What you are asked to do: Pictures aside, quote the whole listing exactly.

[Location annotation dataset excerpts]

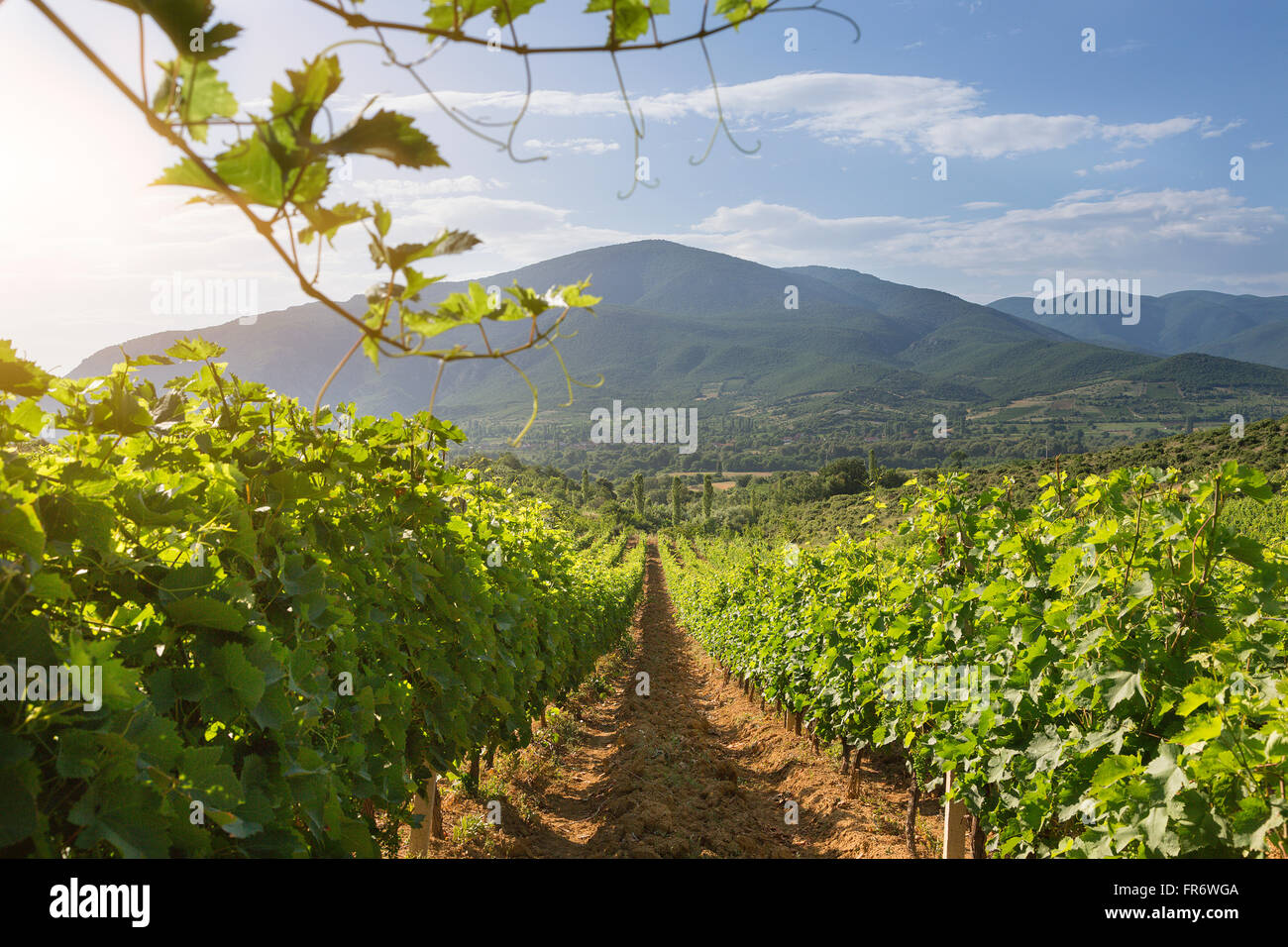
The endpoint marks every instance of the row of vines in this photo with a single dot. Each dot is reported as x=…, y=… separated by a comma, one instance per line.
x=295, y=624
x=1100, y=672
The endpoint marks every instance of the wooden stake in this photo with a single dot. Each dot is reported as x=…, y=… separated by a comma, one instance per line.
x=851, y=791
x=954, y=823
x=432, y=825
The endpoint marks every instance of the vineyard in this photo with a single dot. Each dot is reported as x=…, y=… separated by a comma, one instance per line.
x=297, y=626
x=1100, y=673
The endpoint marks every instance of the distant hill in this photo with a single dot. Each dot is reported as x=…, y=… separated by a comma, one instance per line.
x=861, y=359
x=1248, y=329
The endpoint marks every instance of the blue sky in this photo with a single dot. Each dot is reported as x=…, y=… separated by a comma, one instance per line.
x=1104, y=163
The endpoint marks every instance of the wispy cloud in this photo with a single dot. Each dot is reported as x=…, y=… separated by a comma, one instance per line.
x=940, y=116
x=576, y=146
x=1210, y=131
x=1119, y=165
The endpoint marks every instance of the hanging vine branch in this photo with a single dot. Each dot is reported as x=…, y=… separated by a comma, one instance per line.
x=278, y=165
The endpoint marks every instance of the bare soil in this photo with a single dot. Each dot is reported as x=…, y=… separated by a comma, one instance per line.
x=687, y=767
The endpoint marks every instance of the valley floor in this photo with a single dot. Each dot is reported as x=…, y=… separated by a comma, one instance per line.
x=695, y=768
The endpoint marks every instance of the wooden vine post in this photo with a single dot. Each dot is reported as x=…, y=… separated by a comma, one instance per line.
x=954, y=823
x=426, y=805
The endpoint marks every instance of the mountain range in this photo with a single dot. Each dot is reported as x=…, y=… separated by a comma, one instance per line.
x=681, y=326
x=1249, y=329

Task answer:
The endpoint marks every instance of the row of vines in this photo with a single dot. Each dot is reported as x=…, y=… separated by a comma, one instance per line.
x=295, y=624
x=1100, y=672
The endpoint marks every instance of the wooden stake in this photo with a single dot. Each dot is reported as x=…, y=… separated by a comma, one instance per line.
x=851, y=791
x=954, y=823
x=432, y=825
The endpoint marks every instance of the vineyard in this photo with a single dot. Each dot is reported as x=…, y=… separated by a comma, one instance per line.
x=297, y=626
x=1100, y=673
The endpoint marks every instance of the distant hill in this photo with a single dot. Each dot is reported as x=…, y=… separated by a comma, one instance per line.
x=861, y=359
x=1248, y=329
The endpoint marks every instance of the blue sky in this photo with a single dot. Each dot is reported as x=…, y=… separated by a comma, one instance per line.
x=1104, y=163
The endpoint marks every instance of the wispy cloud in this photo with a single dot. Each dot is reported as x=…, y=… separated by a comma, one instance per line.
x=940, y=116
x=576, y=146
x=1210, y=131
x=1119, y=165
The endpoint marks every instance of the hanging vine branch in this photo with a single dot. Each dot is reported as x=…, y=… separated by a comma, one instance per line.
x=278, y=165
The endpoint marks every instance of the bare soil in this photo with a single dot. Each dot is reported as x=…, y=… separated by a comma, one instance per line.
x=687, y=767
The endpoint marks every instance of the valley floor in this photo with a single dot. Each dot is reported as x=…, y=… separated by a comma, one instance per line.
x=695, y=768
The endpoint marks every instance of the wooden vine post in this photo with a single dot. Each dot is reported as x=…, y=… separated by a comma, one instance per line.
x=954, y=823
x=426, y=805
The endpoint marks every instance of the mountain range in this photo with a single dot. Each dot is reported as x=…, y=… separated by a comma, one instance per line.
x=681, y=326
x=1249, y=329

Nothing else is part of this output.